_Exercise_
Compute how many lines below contain the word "wooden" and respond with that number only.

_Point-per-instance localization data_
-.-.-

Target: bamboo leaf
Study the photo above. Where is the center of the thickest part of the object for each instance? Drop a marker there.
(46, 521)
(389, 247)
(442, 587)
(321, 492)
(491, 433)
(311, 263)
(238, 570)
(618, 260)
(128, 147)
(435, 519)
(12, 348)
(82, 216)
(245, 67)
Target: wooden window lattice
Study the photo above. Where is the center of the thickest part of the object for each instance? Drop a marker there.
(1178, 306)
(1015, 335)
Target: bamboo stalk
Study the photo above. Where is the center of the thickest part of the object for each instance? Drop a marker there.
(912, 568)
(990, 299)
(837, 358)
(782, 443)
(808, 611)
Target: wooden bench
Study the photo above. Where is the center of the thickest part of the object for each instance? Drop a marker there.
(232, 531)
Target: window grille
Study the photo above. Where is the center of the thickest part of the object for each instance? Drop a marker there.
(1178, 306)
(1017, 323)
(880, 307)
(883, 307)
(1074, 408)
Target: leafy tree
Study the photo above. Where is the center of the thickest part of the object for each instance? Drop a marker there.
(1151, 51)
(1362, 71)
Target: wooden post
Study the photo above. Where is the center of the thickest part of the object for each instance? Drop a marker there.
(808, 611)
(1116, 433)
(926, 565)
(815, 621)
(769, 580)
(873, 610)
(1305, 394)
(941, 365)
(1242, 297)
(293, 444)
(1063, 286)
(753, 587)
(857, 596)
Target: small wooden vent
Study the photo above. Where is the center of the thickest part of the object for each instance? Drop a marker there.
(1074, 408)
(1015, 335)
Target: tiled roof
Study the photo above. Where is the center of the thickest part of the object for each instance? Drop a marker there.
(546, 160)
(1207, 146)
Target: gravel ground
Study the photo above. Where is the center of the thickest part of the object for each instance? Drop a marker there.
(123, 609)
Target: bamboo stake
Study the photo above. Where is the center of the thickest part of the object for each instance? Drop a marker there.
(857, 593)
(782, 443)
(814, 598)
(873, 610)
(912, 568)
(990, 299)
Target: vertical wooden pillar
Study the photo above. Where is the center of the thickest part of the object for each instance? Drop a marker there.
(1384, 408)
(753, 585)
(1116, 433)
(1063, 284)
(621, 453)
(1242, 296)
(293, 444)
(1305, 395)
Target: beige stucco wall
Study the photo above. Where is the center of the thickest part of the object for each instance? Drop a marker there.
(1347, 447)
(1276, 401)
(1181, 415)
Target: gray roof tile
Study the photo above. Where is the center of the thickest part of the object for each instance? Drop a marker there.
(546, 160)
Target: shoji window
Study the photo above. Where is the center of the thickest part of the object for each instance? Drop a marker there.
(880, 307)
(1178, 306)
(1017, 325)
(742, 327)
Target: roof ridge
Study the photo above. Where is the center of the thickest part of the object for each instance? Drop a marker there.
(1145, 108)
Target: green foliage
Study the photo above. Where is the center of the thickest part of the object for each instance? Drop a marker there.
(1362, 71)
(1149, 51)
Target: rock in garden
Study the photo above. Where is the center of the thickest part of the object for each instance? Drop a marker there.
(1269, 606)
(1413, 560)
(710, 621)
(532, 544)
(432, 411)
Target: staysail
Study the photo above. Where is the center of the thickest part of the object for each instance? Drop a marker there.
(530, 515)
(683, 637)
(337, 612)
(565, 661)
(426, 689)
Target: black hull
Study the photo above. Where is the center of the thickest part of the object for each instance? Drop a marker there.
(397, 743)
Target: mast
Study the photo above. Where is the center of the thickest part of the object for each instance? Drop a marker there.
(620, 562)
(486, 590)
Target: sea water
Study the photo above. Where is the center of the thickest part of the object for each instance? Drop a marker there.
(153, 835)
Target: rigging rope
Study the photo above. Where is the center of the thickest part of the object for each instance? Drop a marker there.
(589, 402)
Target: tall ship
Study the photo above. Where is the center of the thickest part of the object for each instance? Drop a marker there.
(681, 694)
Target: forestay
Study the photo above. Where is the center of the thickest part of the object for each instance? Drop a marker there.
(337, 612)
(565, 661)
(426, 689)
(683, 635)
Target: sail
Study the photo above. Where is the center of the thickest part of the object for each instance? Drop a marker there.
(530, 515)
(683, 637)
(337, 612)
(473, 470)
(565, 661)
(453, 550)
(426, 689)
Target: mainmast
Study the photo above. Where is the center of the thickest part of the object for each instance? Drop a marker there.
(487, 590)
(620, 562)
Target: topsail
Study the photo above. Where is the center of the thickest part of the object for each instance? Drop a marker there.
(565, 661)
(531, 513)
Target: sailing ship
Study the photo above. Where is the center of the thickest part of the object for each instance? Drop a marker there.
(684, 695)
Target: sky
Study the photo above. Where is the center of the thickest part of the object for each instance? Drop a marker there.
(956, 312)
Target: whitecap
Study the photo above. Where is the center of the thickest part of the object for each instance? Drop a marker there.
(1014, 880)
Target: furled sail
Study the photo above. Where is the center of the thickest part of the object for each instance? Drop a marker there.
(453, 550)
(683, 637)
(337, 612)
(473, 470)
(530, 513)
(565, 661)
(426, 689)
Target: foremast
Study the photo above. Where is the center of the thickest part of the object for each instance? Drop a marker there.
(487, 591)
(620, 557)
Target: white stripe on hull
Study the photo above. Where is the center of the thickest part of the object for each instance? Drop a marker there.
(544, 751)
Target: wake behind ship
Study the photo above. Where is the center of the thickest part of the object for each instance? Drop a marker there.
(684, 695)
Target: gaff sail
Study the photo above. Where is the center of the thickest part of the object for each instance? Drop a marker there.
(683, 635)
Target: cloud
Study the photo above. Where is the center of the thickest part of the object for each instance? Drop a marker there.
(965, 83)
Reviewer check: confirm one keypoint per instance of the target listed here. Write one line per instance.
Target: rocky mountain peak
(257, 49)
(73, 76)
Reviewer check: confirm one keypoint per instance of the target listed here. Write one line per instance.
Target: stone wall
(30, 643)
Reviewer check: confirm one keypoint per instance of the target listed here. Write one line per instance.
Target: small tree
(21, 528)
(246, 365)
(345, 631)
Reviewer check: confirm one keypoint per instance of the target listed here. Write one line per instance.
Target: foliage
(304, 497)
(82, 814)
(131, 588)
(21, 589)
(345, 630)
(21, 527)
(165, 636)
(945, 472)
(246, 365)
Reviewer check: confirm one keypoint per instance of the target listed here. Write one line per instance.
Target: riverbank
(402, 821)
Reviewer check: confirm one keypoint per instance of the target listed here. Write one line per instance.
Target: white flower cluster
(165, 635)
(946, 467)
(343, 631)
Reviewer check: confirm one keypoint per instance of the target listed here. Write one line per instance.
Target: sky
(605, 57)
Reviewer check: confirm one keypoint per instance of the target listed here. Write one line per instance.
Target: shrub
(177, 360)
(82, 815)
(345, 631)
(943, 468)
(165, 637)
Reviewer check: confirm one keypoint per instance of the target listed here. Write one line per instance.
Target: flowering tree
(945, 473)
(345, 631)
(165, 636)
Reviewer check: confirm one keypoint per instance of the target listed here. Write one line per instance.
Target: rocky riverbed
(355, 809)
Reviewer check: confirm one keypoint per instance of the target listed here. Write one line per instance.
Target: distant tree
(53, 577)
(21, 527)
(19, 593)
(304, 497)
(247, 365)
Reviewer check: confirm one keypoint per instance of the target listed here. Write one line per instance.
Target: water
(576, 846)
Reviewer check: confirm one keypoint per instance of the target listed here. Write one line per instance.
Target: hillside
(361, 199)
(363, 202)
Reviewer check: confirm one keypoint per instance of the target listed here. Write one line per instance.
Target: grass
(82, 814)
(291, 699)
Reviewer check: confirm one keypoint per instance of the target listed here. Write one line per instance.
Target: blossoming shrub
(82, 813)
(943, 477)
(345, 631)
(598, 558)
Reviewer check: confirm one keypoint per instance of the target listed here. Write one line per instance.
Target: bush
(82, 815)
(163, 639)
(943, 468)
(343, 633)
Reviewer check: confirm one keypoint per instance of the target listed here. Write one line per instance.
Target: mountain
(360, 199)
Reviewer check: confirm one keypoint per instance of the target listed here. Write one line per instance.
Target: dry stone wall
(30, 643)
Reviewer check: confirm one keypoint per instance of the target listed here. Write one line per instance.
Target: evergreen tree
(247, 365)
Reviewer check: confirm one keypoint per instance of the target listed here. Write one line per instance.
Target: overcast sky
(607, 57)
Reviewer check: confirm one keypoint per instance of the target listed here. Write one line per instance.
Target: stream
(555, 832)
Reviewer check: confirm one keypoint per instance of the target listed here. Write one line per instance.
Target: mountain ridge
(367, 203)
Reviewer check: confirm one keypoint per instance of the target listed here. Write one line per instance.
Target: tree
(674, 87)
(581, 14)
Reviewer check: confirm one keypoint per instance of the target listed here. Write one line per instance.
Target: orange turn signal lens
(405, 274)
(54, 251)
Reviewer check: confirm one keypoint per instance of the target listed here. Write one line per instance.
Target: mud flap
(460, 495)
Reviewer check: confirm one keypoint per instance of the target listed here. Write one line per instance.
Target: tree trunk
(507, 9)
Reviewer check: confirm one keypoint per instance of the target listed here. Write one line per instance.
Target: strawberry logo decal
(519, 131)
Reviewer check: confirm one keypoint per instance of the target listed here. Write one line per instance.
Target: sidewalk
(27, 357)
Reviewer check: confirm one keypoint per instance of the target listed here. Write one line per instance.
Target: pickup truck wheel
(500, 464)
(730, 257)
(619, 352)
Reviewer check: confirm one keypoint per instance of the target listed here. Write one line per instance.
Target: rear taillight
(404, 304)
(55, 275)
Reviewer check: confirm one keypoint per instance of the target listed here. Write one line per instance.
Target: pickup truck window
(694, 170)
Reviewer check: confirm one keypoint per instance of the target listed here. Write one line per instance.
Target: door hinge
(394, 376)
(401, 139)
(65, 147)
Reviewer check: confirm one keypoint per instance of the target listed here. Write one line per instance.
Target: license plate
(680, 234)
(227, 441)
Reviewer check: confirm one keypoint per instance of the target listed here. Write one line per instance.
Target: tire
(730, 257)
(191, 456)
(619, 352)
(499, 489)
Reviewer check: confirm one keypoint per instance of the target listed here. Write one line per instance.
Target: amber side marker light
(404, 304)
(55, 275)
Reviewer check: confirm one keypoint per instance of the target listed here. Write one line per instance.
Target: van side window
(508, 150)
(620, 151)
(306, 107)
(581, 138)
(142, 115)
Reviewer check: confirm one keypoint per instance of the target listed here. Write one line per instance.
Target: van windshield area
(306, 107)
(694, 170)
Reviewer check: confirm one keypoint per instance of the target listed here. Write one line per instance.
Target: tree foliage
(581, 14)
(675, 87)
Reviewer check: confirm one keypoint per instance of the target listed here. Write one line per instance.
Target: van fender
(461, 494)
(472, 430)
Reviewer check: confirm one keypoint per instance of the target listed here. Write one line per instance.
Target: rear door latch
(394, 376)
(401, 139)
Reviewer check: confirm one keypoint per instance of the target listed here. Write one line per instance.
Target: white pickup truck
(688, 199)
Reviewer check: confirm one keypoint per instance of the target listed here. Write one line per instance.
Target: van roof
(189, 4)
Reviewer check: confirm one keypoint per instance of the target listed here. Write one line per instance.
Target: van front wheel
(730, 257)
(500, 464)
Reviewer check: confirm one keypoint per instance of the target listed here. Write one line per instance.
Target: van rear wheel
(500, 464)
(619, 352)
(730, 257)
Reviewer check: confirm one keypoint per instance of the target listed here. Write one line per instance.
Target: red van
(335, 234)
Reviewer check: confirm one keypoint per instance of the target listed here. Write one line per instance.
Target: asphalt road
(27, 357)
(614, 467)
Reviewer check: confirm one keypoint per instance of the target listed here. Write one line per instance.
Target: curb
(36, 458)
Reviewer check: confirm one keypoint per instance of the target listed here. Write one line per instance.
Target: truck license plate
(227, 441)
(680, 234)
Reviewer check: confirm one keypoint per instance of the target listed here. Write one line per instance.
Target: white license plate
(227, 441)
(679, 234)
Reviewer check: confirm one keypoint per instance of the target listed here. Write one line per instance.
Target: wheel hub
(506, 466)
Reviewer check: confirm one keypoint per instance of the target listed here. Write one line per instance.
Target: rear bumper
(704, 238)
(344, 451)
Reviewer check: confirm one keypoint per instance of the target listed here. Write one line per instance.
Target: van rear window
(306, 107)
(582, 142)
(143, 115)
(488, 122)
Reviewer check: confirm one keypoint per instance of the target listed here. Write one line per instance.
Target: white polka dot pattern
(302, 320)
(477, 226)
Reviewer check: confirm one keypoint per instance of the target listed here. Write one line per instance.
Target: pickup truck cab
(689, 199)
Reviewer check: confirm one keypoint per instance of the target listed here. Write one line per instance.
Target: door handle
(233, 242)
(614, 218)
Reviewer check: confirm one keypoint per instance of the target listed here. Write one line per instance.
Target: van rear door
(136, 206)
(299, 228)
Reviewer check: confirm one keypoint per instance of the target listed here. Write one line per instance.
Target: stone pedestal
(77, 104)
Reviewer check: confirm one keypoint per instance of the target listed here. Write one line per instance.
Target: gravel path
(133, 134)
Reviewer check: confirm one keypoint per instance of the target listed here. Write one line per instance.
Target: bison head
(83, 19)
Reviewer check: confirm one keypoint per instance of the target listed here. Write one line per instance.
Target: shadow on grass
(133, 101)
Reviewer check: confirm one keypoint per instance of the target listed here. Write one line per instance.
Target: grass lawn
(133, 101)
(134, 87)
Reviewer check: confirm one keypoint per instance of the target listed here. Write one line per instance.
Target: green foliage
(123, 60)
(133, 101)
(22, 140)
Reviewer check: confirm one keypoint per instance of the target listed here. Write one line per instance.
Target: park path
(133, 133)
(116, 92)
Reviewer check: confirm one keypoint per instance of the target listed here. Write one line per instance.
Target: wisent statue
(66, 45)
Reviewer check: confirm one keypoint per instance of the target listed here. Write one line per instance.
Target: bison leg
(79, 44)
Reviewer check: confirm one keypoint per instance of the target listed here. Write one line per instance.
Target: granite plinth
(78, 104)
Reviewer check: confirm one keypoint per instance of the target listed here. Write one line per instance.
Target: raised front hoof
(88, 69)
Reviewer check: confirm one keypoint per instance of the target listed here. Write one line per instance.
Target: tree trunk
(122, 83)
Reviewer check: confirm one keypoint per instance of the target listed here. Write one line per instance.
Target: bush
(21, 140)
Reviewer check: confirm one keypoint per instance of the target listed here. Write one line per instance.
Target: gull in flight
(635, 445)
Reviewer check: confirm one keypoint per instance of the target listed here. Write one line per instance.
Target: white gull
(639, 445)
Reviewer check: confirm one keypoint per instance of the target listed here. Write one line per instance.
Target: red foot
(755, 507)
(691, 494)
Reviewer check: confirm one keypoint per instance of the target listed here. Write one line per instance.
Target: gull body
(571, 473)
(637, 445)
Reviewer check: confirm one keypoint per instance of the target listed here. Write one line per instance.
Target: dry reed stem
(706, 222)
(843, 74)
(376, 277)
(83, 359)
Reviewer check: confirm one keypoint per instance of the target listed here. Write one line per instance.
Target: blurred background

-.-.-

_Response below_
5